Data supplied ->
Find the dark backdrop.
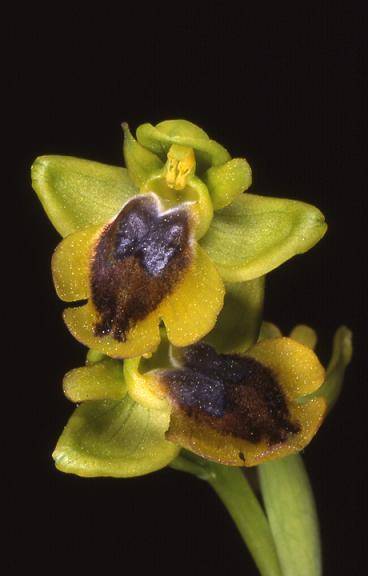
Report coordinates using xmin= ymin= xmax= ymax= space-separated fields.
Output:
xmin=8 ymin=4 xmax=366 ymax=575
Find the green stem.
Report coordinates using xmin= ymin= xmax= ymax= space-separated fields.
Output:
xmin=258 ymin=455 xmax=322 ymax=576
xmin=170 ymin=452 xmax=215 ymax=481
xmin=207 ymin=462 xmax=283 ymax=576
xmin=171 ymin=454 xmax=282 ymax=576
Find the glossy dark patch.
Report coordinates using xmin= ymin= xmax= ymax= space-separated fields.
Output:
xmin=91 ymin=195 xmax=191 ymax=341
xmin=162 ymin=343 xmax=300 ymax=445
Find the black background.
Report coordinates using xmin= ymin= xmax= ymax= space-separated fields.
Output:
xmin=8 ymin=4 xmax=366 ymax=575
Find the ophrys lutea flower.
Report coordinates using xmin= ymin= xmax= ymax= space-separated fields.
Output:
xmin=52 ymin=322 xmax=353 ymax=477
xmin=32 ymin=119 xmax=327 ymax=359
xmin=51 ymin=191 xmax=224 ymax=357
xmin=32 ymin=120 xmax=353 ymax=576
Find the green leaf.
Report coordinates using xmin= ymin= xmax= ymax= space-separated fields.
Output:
xmin=203 ymin=158 xmax=252 ymax=210
xmin=31 ymin=155 xmax=138 ymax=237
xmin=315 ymin=325 xmax=352 ymax=411
xmin=122 ymin=123 xmax=163 ymax=188
xmin=63 ymin=358 xmax=126 ymax=403
xmin=259 ymin=454 xmax=322 ymax=576
xmin=289 ymin=324 xmax=318 ymax=350
xmin=53 ymin=396 xmax=180 ymax=478
xmin=205 ymin=277 xmax=265 ymax=354
xmin=200 ymin=193 xmax=327 ymax=282
xmin=136 ymin=120 xmax=230 ymax=171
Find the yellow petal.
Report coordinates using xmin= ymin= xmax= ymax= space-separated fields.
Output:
xmin=52 ymin=225 xmax=102 ymax=302
xmin=157 ymin=339 xmax=326 ymax=466
xmin=246 ymin=337 xmax=325 ymax=398
xmin=124 ymin=357 xmax=168 ymax=410
xmin=63 ymin=358 xmax=127 ymax=402
xmin=64 ymin=245 xmax=224 ymax=358
xmin=161 ymin=245 xmax=224 ymax=347
xmin=64 ymin=301 xmax=161 ymax=359
xmin=59 ymin=195 xmax=224 ymax=357
xmin=166 ymin=396 xmax=325 ymax=466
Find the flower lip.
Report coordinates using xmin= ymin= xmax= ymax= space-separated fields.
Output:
xmin=91 ymin=194 xmax=192 ymax=342
xmin=160 ymin=343 xmax=300 ymax=446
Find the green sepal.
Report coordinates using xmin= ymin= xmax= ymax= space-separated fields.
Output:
xmin=314 ymin=325 xmax=352 ymax=411
xmin=53 ymin=396 xmax=180 ymax=478
xmin=31 ymin=155 xmax=138 ymax=237
xmin=205 ymin=277 xmax=265 ymax=354
xmin=203 ymin=158 xmax=252 ymax=210
xmin=136 ymin=120 xmax=230 ymax=172
xmin=122 ymin=123 xmax=163 ymax=188
xmin=200 ymin=193 xmax=327 ymax=282
xmin=290 ymin=324 xmax=318 ymax=350
xmin=259 ymin=454 xmax=322 ymax=576
xmin=63 ymin=358 xmax=126 ymax=403
xmin=86 ymin=349 xmax=107 ymax=365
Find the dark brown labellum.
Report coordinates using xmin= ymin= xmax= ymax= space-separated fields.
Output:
xmin=161 ymin=343 xmax=300 ymax=446
xmin=91 ymin=194 xmax=192 ymax=341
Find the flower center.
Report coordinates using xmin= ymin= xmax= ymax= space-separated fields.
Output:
xmin=165 ymin=144 xmax=196 ymax=190
xmin=91 ymin=194 xmax=192 ymax=342
xmin=161 ymin=343 xmax=300 ymax=445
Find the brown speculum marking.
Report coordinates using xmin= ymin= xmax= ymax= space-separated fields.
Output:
xmin=161 ymin=343 xmax=300 ymax=446
xmin=91 ymin=194 xmax=191 ymax=341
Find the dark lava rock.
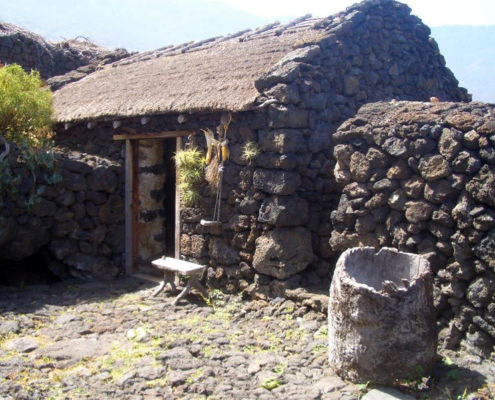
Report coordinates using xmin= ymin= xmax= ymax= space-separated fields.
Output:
xmin=253 ymin=227 xmax=313 ymax=279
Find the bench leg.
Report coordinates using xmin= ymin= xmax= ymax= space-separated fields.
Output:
xmin=152 ymin=279 xmax=166 ymax=298
xmin=152 ymin=271 xmax=177 ymax=298
xmin=191 ymin=278 xmax=208 ymax=299
xmin=172 ymin=279 xmax=193 ymax=305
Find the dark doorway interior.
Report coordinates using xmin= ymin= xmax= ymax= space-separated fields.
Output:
xmin=163 ymin=138 xmax=176 ymax=257
xmin=0 ymin=249 xmax=61 ymax=287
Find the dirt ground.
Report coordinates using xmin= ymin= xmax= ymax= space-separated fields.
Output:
xmin=0 ymin=278 xmax=493 ymax=399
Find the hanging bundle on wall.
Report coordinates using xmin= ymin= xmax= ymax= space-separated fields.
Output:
xmin=200 ymin=113 xmax=231 ymax=228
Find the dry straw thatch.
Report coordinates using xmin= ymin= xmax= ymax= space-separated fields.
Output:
xmin=52 ymin=15 xmax=327 ymax=123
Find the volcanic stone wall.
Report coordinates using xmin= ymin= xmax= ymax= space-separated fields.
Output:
xmin=329 ymin=101 xmax=495 ymax=358
xmin=0 ymin=21 xmax=130 ymax=86
xmin=0 ymin=131 xmax=125 ymax=280
xmin=94 ymin=0 xmax=473 ymax=297
xmin=241 ymin=0 xmax=471 ymax=294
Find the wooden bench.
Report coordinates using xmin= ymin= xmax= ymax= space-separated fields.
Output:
xmin=151 ymin=257 xmax=207 ymax=305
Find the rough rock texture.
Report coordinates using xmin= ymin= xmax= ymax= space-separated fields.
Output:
xmin=150 ymin=0 xmax=472 ymax=300
xmin=0 ymin=136 xmax=124 ymax=280
xmin=331 ymin=101 xmax=495 ymax=359
xmin=1 ymin=278 xmax=493 ymax=399
xmin=253 ymin=228 xmax=313 ymax=279
xmin=328 ymin=247 xmax=436 ymax=385
xmin=4 ymin=0 xmax=487 ymax=363
xmin=0 ymin=21 xmax=130 ymax=86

What you have to do -> Each line above with the string "flower" should be reported in full.

Your solution ->
Find the ophrys lutea flower.
Find the flower lip.
Find the flower center.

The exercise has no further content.